What to do:
Extract the line that contains "Question. The picture above shows the water" and every line after it to the end of the records below, exactly as written and nothing else.

Data records:
+---+

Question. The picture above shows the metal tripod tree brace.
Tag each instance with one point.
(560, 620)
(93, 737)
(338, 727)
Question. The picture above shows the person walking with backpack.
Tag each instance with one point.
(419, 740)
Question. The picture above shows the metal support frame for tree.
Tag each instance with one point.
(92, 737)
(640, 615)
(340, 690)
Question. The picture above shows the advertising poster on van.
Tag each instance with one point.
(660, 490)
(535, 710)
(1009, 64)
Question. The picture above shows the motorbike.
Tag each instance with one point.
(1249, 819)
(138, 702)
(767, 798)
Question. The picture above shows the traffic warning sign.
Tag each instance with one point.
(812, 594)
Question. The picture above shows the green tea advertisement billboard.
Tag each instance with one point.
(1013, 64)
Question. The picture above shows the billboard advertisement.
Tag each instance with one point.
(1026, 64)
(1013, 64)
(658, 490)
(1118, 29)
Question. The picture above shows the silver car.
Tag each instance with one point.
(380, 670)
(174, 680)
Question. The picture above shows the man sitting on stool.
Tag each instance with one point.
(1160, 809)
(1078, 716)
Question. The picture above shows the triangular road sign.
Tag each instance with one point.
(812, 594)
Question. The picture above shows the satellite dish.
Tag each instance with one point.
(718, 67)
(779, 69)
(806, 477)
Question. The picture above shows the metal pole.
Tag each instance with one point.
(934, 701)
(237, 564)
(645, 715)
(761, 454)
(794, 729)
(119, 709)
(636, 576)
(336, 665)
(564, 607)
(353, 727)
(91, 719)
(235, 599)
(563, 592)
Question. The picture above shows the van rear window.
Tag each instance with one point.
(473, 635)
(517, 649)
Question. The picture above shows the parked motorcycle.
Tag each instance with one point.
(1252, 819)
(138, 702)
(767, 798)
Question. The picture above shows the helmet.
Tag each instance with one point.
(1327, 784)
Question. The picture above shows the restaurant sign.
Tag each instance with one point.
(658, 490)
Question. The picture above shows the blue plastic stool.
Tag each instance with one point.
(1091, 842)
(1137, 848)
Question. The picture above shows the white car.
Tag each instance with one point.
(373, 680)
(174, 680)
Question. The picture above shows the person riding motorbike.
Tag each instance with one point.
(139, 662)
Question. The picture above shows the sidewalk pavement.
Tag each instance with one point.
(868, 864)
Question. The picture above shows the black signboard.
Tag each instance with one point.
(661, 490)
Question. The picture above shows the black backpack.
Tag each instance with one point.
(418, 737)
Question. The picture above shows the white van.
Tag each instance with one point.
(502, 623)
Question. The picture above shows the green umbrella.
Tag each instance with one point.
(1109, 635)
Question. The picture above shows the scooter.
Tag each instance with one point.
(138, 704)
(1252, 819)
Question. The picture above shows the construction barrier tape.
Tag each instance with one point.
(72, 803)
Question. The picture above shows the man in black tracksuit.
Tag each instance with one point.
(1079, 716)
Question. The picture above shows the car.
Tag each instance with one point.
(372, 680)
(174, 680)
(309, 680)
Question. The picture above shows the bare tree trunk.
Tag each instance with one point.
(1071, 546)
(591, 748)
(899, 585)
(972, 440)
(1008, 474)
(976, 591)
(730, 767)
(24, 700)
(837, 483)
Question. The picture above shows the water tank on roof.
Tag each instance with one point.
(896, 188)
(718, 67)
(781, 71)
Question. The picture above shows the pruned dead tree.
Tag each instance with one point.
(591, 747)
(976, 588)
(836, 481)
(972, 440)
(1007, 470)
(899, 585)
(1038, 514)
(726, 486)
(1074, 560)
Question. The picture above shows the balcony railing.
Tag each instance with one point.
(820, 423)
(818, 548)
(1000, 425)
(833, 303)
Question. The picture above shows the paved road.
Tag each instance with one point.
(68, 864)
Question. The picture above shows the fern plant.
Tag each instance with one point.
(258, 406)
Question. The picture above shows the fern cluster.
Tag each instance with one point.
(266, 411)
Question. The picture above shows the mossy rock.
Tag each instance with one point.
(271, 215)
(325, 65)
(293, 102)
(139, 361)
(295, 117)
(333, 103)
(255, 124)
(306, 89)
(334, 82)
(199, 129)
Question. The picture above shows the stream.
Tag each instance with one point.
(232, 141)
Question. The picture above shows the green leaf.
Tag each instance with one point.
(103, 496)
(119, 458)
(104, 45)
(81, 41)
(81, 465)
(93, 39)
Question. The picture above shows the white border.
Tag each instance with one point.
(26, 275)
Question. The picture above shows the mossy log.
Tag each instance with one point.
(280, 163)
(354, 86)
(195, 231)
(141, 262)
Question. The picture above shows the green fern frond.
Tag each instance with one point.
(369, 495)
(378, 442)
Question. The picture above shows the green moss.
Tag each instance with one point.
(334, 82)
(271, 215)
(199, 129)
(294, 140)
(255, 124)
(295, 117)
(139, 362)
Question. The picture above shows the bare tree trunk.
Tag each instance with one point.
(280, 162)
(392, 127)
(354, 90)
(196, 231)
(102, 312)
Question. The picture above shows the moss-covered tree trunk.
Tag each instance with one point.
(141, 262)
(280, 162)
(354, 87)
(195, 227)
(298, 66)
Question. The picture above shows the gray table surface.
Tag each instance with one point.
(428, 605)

+---+

Solution for this problem:
Question. The picture above shows the water tank on roof.
Tag each instance with one point.
(896, 188)
(718, 67)
(781, 71)
Question. The picture above shows the pruned dead tree.
Tag each instance with one point.
(591, 747)
(976, 588)
(836, 481)
(972, 440)
(1007, 470)
(899, 585)
(1038, 514)
(726, 486)
(1074, 560)
Question. The picture above shows the balcony railing.
Tag each instance with one point.
(820, 423)
(818, 548)
(1000, 425)
(833, 303)
Question. The picture above shows the paved road.
Tag each instance with one point.
(68, 864)
Question. The picture above shows the fern plant.
Tag each instance with one point.
(258, 406)
Question. The picture above shows the fern cluster.
Tag each instance with one point.
(266, 411)
Question. The picture above shows the mossy rock.
Tag each instance with one point.
(271, 215)
(325, 65)
(293, 102)
(139, 361)
(295, 117)
(333, 103)
(255, 124)
(306, 89)
(334, 82)
(199, 129)
Question. The picture above shows the stream.
Tag each instance with one point.
(232, 141)
Question. The picture above shows the green leaf.
Tag each instance with one point.
(103, 496)
(119, 458)
(104, 45)
(81, 41)
(81, 465)
(93, 39)
Question. The picture above shows the white border.
Tag each instance with one point.
(26, 275)
Question. The picture above shows the mossy log.
Tag each instance with one point.
(280, 163)
(354, 86)
(195, 231)
(141, 262)
Question. The picture above shows the green fern frond.
Tag each instance with one point.
(369, 495)
(378, 442)
Question. The picture above shows the green moss.
Tag each instance with one point.
(334, 82)
(271, 215)
(199, 129)
(294, 140)
(255, 124)
(295, 117)
(139, 362)
Question. The picture above shows the bare tree trunk.
Tag each instance with one point.
(280, 162)
(392, 127)
(354, 90)
(196, 231)
(102, 312)
Question. The picture above shows the moss-covered tree trunk.
Tag each instance with one point.
(141, 262)
(280, 162)
(354, 87)
(195, 227)
(298, 66)
Question. The picture above shows the gray table surface.
Tag each instance with one point.
(428, 605)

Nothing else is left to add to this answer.